▸ **Travail demandé**
Pour chaque affirmation ci-après, dites si elle concorde avec le texte sur MF DOOM placé plus bas, en répondant par oui ou par non et en citant mot pour mot le passage décisif. (a) La mort du rappeur a été révélée par un post de sa femme sur les réseaux sociaux. (b) Sous le pseudo de Zev Love X, il faisait partie du groupe KMD avec son petit frère. (c) Le rappeur est né à New York.

▸ **Texte fourni**
Aussi insaisissable qu'influent, le rappeur MF DOOM est mort à 49 ans, laissant derrière lui une vaste discographie pleine de side projects et de collaborations éclectiques...

L’annonce de la mort de Daniel Dumile alias MF DOOM est à l’image des mystères qui ont toujours entouré le rappeur new-yorkais né à Londres et caché derrière un masque de fer : un post de sa femme sur les réseaux sociaux le 31 décembre 2020 révélant sa disparition deux mois plus tôt, le 31 octobre !

Les sorties de ce géant pour ne pas dire de ce mythe du rap underground étaient aussi aléatoires que géniales. Celui qui s’éclipse à l’âge de 49 ans n’a pas toujours été masqué. Sous le pseudo de Zev Love X, il illumina le rap du début des années 90 avec son petit frère Dingilizwe alias DJ Subroc au sein du groupe KMD. Adoubé par 3rd Bass qui l’accueille sur le tubesque single Gas Face en 1988, Dumile impose un flow et une plume proche de ceux du collectif Native Tongues au sein duquel brillent A Tribe Called Quest, les Jungle Brothers et De La Soul.

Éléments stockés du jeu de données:
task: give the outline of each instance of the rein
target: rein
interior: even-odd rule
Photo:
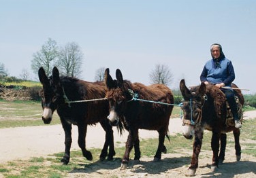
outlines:
[[[66,94],[65,93],[64,87],[62,86],[62,89],[63,90],[63,98],[65,101],[65,103],[67,103],[69,106],[69,107],[71,107],[71,103],[84,103],[84,102],[90,102],[90,101],[101,101],[101,100],[106,100],[106,98],[103,99],[87,99],[87,100],[79,100],[79,101],[69,101],[67,98]]]

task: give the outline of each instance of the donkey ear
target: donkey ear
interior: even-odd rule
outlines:
[[[117,85],[122,89],[124,88],[123,75],[119,69],[117,69],[116,71],[116,77],[117,80]]]
[[[59,72],[56,67],[53,67],[52,69],[52,81],[55,84],[59,82]]]
[[[104,76],[105,84],[107,86],[107,88],[108,89],[111,89],[111,88],[114,88],[113,79],[111,77],[111,75],[110,75],[110,69],[108,69],[108,68],[106,69],[104,75],[105,75],[105,76]]]
[[[38,70],[38,77],[42,85],[49,84],[49,79],[46,76],[46,71],[42,67],[41,67]]]
[[[185,100],[189,100],[191,98],[191,93],[189,88],[186,86],[185,80],[184,79],[180,80],[180,90]]]

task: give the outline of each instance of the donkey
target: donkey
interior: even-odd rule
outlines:
[[[232,87],[238,88],[235,84]],[[232,124],[227,124],[227,105],[224,93],[217,86],[212,84],[201,85],[193,87],[191,90],[186,86],[185,82],[180,82],[180,89],[184,98],[182,110],[184,113],[183,124],[185,129],[183,135],[192,139],[195,135],[193,155],[187,176],[195,175],[198,167],[198,156],[202,144],[204,130],[212,132],[211,147],[213,152],[212,171],[218,168],[218,163],[221,164],[225,159],[227,135],[233,131],[235,138],[235,149],[237,161],[241,158],[241,147],[239,143],[240,130]],[[244,103],[244,97],[240,90],[236,90],[240,106]],[[242,110],[238,113],[242,118]],[[221,151],[219,150],[221,141]]]
[[[159,160],[161,152],[166,153],[164,145],[165,136],[167,135],[169,120],[172,111],[174,96],[172,91],[163,84],[154,84],[146,86],[140,83],[131,83],[123,80],[119,69],[116,71],[116,80],[113,80],[109,69],[105,71],[105,82],[108,88],[106,98],[109,101],[110,115],[108,119],[112,124],[121,121],[129,131],[126,142],[125,152],[122,159],[121,169],[127,168],[129,154],[134,146],[134,160],[140,161],[140,150],[138,130],[157,130],[159,145],[154,157],[154,161]],[[169,103],[161,105],[141,101],[135,99],[135,95],[140,99]]]
[[[93,125],[97,122],[100,123],[106,132],[106,140],[99,156],[100,160],[105,160],[107,156],[108,160],[112,160],[115,151],[113,130],[107,119],[109,115],[108,101],[99,100],[88,103],[68,103],[69,100],[97,100],[104,98],[106,92],[104,83],[93,83],[75,77],[60,77],[57,67],[53,68],[52,76],[50,78],[46,76],[42,67],[39,69],[38,75],[43,86],[39,92],[44,111],[42,120],[44,124],[50,124],[52,114],[57,109],[64,129],[65,148],[61,162],[67,164],[69,162],[72,124],[78,126],[78,145],[83,156],[87,160],[93,159],[91,153],[86,149],[85,138],[87,125]]]

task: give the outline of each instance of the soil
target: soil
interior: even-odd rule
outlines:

▸ **Corrigé**
(a) Oui : « un post de sa femme sur les réseaux sociaux le 31 décembre 2020 révélant sa disparition deux mois plus tôt, le 31 octobre ».
(b) Oui : « Sous le pseudo de Zev Love X, il illumina le rap du début des années 90 avec son petit frère Dingilizwe alias DJ Subroc au sein du groupe KMD ».
(c) Non : « le rappeur new-yorkais né à Londres ».